*TASK DETAILS*.
Reprint the listing. Every line must match the original exactly.

DATA FOR ANALYSIS Start Marker

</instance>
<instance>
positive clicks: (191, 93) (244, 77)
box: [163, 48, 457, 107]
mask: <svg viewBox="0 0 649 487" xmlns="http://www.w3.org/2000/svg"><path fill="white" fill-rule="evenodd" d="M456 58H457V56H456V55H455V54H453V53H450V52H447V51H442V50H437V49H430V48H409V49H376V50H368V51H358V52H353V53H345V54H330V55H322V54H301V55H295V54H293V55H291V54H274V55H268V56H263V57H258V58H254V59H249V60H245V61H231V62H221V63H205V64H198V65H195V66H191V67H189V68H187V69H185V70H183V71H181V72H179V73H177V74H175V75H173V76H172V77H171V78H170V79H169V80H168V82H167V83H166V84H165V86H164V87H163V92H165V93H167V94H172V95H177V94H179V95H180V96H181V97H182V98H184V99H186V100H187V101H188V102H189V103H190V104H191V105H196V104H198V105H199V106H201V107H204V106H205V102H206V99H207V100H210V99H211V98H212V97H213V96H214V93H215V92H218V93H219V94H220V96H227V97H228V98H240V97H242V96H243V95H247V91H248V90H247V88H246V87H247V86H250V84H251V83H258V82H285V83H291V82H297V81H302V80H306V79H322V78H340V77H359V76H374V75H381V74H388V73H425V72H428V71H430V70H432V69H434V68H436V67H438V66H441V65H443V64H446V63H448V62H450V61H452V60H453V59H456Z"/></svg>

DATA FOR ANALYSIS End Marker

*ANSWER TO THE PROBLEM*.
</instance>
<instance>
positive clicks: (191, 93) (244, 77)
box: [163, 48, 457, 107]
mask: <svg viewBox="0 0 649 487" xmlns="http://www.w3.org/2000/svg"><path fill="white" fill-rule="evenodd" d="M456 58H457V56H456V55H455V54H453V53H450V52H447V51H442V50H437V49H430V48H409V49H376V50H368V51H358V52H353V53H345V54H330V55H322V54H301V55H295V54H293V55H291V54H274V55H268V56H263V57H258V58H254V59H249V60H245V61H231V62H221V63H205V64H198V65H195V66H191V67H189V68H187V69H185V70H183V71H181V72H179V73H177V74H175V75H173V76H172V77H171V78H170V79H169V80H168V82H167V83H166V84H165V86H164V87H163V92H165V93H167V94H172V95H177V94H179V95H180V96H181V97H182V98H184V99H186V100H187V101H188V102H189V103H190V104H191V105H196V104H198V105H199V106H201V107H204V106H205V102H206V99H207V100H210V99H211V98H212V97H213V96H214V93H215V92H218V93H219V94H220V96H227V97H228V98H240V97H242V96H243V95H247V91H248V90H247V88H246V87H247V86H250V84H251V83H258V82H285V83H291V82H297V81H302V80H306V79H322V78H340V77H359V76H374V75H381V74H388V73H425V72H428V71H430V70H432V69H434V68H436V67H438V66H441V65H443V64H446V63H448V62H450V61H452V60H453V59H456Z"/></svg>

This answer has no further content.